EXERCISE PROMPT: Update every one of the rows below by replacing "For full credit" with "To earn full marks" wherever it appears, leaving everything else unchanged. Omit the pictures from your answer.

--- start DATA PROVIDED ---

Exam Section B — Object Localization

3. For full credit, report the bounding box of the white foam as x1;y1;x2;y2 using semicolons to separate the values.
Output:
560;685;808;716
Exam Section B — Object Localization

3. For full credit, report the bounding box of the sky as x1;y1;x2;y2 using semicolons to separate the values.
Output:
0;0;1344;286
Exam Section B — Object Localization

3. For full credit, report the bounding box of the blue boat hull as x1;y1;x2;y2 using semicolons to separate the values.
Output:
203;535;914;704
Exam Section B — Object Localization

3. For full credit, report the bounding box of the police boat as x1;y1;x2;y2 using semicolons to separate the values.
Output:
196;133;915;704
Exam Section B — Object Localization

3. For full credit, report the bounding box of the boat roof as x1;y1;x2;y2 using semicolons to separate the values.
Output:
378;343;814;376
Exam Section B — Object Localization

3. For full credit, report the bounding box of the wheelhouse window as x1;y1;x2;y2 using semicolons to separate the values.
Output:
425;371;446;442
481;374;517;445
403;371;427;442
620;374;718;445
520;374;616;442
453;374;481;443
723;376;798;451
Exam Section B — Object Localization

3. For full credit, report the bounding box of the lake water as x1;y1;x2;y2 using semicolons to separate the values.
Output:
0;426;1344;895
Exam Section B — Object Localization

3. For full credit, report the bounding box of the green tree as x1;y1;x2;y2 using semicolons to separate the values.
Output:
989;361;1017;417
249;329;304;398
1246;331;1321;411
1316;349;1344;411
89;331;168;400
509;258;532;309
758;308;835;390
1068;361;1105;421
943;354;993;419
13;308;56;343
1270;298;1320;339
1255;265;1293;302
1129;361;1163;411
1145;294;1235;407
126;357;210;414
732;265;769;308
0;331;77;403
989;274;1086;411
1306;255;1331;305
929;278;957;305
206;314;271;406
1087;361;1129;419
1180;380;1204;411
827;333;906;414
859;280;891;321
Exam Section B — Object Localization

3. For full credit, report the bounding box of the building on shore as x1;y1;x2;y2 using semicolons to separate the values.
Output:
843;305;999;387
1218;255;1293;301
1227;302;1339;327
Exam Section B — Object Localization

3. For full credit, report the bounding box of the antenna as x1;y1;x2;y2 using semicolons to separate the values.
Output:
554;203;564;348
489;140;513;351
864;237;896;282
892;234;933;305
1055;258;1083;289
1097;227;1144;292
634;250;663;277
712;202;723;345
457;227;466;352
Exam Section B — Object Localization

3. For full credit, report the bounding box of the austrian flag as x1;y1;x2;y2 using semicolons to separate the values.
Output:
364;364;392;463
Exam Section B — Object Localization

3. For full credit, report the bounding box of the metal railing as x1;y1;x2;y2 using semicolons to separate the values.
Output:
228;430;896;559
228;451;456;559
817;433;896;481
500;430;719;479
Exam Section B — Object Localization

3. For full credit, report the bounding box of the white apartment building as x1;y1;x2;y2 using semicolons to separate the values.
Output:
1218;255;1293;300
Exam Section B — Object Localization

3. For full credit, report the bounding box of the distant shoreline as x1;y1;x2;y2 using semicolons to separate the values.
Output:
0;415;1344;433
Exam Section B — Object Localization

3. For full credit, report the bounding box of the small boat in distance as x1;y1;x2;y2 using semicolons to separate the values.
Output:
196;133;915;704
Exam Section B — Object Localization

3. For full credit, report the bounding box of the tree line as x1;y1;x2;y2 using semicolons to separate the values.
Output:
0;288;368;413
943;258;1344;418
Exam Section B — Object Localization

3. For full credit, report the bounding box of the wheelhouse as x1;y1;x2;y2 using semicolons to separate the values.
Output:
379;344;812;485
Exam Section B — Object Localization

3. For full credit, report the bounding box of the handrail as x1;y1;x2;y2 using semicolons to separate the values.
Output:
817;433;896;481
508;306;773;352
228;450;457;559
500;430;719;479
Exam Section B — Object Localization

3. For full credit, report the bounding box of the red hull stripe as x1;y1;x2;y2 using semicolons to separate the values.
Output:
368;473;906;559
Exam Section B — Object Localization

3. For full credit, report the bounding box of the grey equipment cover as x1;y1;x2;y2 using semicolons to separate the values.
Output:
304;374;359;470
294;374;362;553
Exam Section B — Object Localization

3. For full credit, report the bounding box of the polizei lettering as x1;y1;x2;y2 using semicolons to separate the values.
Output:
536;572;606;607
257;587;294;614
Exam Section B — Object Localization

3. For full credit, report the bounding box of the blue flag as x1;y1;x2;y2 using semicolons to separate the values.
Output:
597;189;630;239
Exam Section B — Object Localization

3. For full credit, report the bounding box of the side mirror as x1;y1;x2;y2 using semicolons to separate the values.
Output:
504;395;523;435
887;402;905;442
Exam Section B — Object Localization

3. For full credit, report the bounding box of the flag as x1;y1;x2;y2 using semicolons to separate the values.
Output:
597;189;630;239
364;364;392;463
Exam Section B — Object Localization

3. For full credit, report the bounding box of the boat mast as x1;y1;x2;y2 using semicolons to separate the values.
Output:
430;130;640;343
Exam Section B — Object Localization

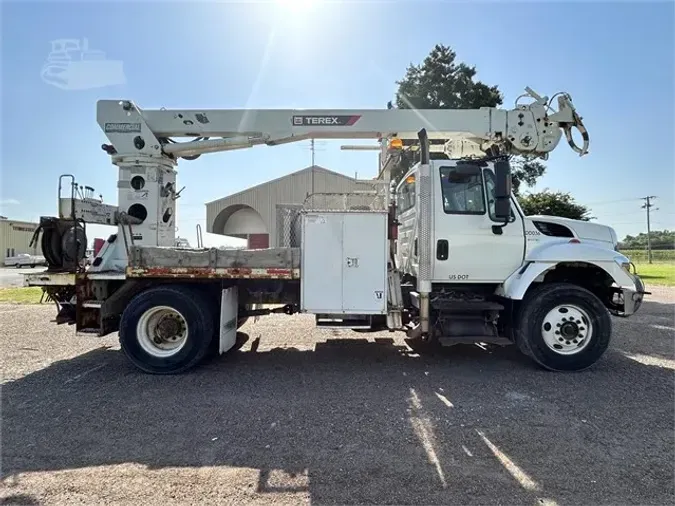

--- end DATA PROVIDED ---

SOLUTION FOR THIS PROBLEM:
Exam Section B — Object Localization

3. To earn full marks, report the bounding box of the white foam as x1;y1;x2;y2 using semicolons to separate the values.
Output:
560;685;808;716
Exam Section B — Object Localization

3. To earn full marks, report the bounding box of the sky as x1;y1;x2;y2 using semicolons to separate the values.
Output:
0;0;1344;286
Exam Section B — Object Localization

3. To earn full marks, report the bounding box of the blue boat hull as x1;y1;x2;y2 using semicolons to separate the values.
Output:
203;535;914;704
Exam Section B — Object Localization

3. To earn full marks, report the bounding box of the police boat as x1;y1;x2;y2 using semicolons to separate the values.
Output:
196;133;915;704
Exam Section B — Object Localization

3. To earn full marks, report the bounding box of the boat roof as x1;y1;x2;y2 using semicolons to separate the values.
Output:
378;343;814;376
Exam Section B — Object Localization

3. To earn full marks, report the bounding box of the wheelhouse window as x1;y1;x2;y2 using semicolons to separate the values.
Output:
425;371;446;442
481;374;517;445
403;371;427;442
620;374;718;445
520;374;616;442
453;374;481;443
723;376;798;451
Exam Section B — Object Localization

3. To earn full marks, report the bounding box of the lake water as x1;y1;x2;y2 using semicolons to separate the values.
Output:
0;426;1344;895
Exam Section B — Object Localization

3. To earn full marks, report the bounding box of the green tree as x1;y1;x2;y2 using semicolons to separate the values.
Output:
989;361;1017;417
249;329;304;398
1246;331;1321;411
1316;349;1344;411
89;331;168;400
509;258;532;309
758;308;835;390
1068;361;1105;421
943;354;993;419
13;308;56;343
1270;298;1320;339
1255;265;1293;302
1129;361;1163;411
1145;294;1235;407
126;357;210;414
732;265;769;308
0;331;77;403
989;274;1086;411
1306;255;1331;305
929;278;957;305
206;314;271;406
1087;361;1129;419
1180;380;1204;411
827;333;906;414
859;280;891;321
Exam Section B — Object Localization

3. To earn full marks, report the bounding box of the building on shore as x1;y1;x2;y2 using semicolons to separate the values.
Output:
843;305;999;387
1218;255;1293;301
1227;302;1339;327
Exam Section B — Object Localization

3. To earn full marks, report the bounding box of the antenna as x1;y1;x2;y2 using semicolons to separate the values.
Output:
554;203;564;348
489;140;513;351
864;237;896;282
892;234;933;305
1055;258;1083;289
1097;227;1144;292
634;250;663;277
712;202;723;345
457;227;466;352
Exam Section B — Object Localization

3. To earn full marks, report the bounding box of the austrian flag as x1;y1;x2;y2 using semicolons to separate the values.
Output:
364;364;392;463
Exam Section B — Object Localization

3. To earn full marks, report the bounding box of the metal railing as x1;y1;x2;y2 using semicolons to separate the values.
Output:
228;430;896;559
228;451;456;559
817;433;896;481
500;430;719;479
Exam Section B — Object Localization

3. To earn full marks, report the bounding box of the white apartment building as x1;y1;x2;y2 using semicolons to separate the values.
Output:
1218;255;1293;300
Exam Section B — Object Localization

3. To earn full marks, report the bounding box of the distant shoreline as x1;y1;x2;y2 using semicolons to separate the values.
Output:
0;415;1344;433
Exam Section B — Object Localization

3. To earn full marks, report the bounding box of the small boat in distance as x1;y1;x2;y2 using semicolons to separate the values.
Output:
196;133;915;704
Exam Section B — Object Localization

3. To earn full marks, report the bounding box of the tree line as x1;y1;x2;y2 using semicolons to separate the values.
Output:
0;288;368;413
943;258;1344;418
Exam Section B — Object Localization

3. To earn full marks, report the bounding box of the wheelhouse as x1;y1;x2;y2 using semicolons to separate the values.
Output:
379;344;812;485
Exam Section B — Object Localization

3. To earn full marks, report the bounding box of the handrail as x1;y1;x2;y2 using semicolons to separate the values.
Output:
817;433;896;481
508;306;773;352
228;450;457;559
500;430;719;479
Exam Section B — Object Localization

3. To earn full marks, report the bounding box of the red hull stripe as x1;y1;x2;y2 using semicolons to separate the values.
Output:
368;473;906;559
Exam Section B — Object Localization

3. To earn full marks, report the bounding box of the grey equipment cover as x1;y1;x2;y2 using semicolons to separate the values.
Output:
304;374;359;470
294;374;362;553
Exam Section B — Object Localization

3. To earn full marks, report the bounding box of the polizei lettering as x1;y1;x2;y2 using semicolons to separate the values.
Output:
536;572;606;607
257;587;294;614
Exam Section B — Object Localization

3. To earn full marks, report the bounding box of the blue flag as x1;y1;x2;y2 using semicolons to separate the values.
Output:
597;189;630;239
Exam Section B — Object Localization

3. To earn full marks, report the bounding box of the side mirror as x1;y1;x2;y2 using semicolons to separate the values.
Output:
504;395;523;435
887;402;905;442
Exam Section B — Object Localization

3. To earn full marks, report the bounding box of the flag as x1;y1;x2;y2 using semicolons to separate the values.
Output:
597;189;630;239
364;364;392;463
Exam Section B — Object Localization

3. To earn full marks, report the bounding box of the boat mast as x1;y1;x2;y2 using semicolons to separate the values.
Output:
430;130;640;343
Exam Section B — Object Localization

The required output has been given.